Excerpts from point annotation data

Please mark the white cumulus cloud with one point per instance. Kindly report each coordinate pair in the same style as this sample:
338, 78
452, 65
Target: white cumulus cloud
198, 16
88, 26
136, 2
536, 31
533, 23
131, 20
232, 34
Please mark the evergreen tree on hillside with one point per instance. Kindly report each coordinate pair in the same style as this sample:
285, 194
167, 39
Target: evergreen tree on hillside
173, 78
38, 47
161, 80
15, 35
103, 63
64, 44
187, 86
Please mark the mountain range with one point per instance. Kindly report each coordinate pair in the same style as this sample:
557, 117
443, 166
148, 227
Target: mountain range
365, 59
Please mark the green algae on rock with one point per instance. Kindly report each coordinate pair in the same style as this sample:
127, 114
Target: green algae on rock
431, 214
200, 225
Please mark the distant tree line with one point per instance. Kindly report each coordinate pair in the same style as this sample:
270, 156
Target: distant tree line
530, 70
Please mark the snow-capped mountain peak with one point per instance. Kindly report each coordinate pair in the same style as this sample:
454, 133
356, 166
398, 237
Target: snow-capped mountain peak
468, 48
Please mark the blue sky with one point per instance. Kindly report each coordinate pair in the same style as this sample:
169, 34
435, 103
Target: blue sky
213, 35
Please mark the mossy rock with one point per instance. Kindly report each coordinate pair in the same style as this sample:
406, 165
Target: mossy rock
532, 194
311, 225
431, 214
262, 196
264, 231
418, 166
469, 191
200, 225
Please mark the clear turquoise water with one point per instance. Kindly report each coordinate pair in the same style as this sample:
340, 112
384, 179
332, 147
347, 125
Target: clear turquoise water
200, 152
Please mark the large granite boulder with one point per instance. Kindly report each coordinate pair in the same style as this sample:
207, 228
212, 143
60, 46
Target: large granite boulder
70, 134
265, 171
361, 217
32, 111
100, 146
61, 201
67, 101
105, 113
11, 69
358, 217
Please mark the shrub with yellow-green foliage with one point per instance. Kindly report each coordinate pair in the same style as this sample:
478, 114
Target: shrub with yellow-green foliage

---

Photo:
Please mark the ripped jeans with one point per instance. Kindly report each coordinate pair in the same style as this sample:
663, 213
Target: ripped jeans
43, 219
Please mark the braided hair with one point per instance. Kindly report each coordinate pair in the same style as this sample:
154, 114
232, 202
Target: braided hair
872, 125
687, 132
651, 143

### WHAT NEEDS TO BE DONE
Rewrite the lines of the records from the line containing "Please mark the shrub" through the line containing "Target: shrub with yellow-green foliage", inclusive, as a numbered list, leaving out any blank lines.

### OUTPUT
1. Please mark the shrub with yellow-green foliage with one point per instance. Kindly report each coordinate pair in the same style as this sample:
2. 478, 114
3. Target: shrub with yellow-green foliage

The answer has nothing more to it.